● What you have to do: From the rows below, copy each line that contains the word "instance". Treat uppercase and lowercase letters as different.

● Data rows:
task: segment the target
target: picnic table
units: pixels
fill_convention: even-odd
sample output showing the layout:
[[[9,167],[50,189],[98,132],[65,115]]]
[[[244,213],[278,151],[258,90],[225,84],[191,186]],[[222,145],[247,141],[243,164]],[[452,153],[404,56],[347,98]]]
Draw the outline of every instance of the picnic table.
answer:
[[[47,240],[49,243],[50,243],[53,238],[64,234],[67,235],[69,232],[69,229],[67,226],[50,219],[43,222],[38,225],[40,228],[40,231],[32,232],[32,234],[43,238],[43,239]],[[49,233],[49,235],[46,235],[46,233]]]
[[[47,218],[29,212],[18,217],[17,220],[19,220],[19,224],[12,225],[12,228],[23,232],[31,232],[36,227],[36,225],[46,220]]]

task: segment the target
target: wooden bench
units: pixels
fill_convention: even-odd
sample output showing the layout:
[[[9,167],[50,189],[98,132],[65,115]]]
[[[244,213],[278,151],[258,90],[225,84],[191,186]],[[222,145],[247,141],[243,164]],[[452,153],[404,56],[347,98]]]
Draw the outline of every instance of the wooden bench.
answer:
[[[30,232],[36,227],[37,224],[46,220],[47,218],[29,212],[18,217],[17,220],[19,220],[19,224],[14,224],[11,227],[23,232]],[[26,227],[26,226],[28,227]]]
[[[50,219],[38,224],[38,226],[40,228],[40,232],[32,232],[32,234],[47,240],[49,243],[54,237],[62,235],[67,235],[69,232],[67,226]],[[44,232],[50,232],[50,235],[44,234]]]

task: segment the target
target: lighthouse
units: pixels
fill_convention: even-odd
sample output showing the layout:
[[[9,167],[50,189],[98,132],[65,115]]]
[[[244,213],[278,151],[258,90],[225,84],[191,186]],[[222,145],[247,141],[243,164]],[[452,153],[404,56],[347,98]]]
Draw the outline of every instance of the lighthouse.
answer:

● Complete response:
Draw the outline of every instance of the picnic table.
Draw the outline of every instance of the wooden bench.
Draw the outline of every instance of the lighthouse.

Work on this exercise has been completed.